* [Your goal]:
Reproduce every line of the items, starting at the first line and stopping after the line containing "124 53 L 129". Increase each coordinate in the answer paths by 147.

● ● ● ●

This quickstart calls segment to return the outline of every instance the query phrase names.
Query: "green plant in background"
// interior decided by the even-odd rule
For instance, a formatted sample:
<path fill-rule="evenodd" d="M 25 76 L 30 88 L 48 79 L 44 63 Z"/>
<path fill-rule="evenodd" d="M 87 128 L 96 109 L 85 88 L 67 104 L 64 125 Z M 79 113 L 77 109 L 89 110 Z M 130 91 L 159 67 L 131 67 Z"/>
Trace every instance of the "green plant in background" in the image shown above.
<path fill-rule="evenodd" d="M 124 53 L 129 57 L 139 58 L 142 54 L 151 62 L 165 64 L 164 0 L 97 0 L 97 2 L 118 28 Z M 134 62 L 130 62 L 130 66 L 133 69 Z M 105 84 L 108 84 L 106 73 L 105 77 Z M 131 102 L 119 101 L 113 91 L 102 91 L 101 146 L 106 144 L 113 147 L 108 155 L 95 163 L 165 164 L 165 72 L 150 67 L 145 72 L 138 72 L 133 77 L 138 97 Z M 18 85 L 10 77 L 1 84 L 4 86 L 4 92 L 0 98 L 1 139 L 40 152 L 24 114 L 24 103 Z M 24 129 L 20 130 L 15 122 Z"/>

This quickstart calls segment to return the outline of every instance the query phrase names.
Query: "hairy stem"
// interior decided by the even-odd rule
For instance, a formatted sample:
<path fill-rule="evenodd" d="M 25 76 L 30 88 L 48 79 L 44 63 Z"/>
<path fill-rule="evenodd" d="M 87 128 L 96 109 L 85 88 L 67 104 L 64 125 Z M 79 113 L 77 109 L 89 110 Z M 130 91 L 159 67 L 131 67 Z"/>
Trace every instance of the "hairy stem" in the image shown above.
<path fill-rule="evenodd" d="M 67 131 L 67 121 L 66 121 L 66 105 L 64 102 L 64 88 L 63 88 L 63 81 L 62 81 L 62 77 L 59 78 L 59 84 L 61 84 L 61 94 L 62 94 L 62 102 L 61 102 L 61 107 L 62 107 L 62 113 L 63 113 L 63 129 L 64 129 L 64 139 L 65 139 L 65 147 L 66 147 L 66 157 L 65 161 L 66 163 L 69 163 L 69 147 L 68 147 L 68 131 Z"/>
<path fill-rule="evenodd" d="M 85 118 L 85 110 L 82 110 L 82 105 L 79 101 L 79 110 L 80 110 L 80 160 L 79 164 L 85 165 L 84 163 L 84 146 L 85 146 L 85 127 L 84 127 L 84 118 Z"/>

● ● ● ●

* [Written solution]:
This quickstart calls segment to return the outline of every instance the query phrase names.
Query: "green plant in background"
// interior decided by the even-odd rule
For instance, a formatted sample:
<path fill-rule="evenodd" d="M 25 76 L 30 88 L 48 79 L 44 63 Z"/>
<path fill-rule="evenodd" d="M 87 128 L 96 109 L 85 88 L 67 104 L 64 125 Z M 79 113 L 77 109 L 89 110 Z M 130 91 L 159 67 L 131 67 Z"/>
Trace every instance of the "green plant in background" in the image shown above.
<path fill-rule="evenodd" d="M 271 200 L 276 204 L 286 205 L 289 201 L 298 209 L 312 211 L 311 147 L 244 147 L 244 149 L 265 175 Z M 281 209 L 277 209 L 277 213 L 280 216 Z M 252 231 L 255 231 L 253 220 L 252 224 Z M 278 249 L 266 248 L 260 238 L 249 238 L 248 293 L 253 291 L 260 294 L 255 302 L 242 310 L 312 311 L 312 219 L 297 214 L 292 219 L 285 219 L 280 224 L 285 244 Z M 165 232 L 157 224 L 148 231 L 151 233 L 151 239 L 147 245 L 148 286 L 187 299 L 171 261 L 171 250 Z M 171 276 L 167 277 L 162 269 Z"/>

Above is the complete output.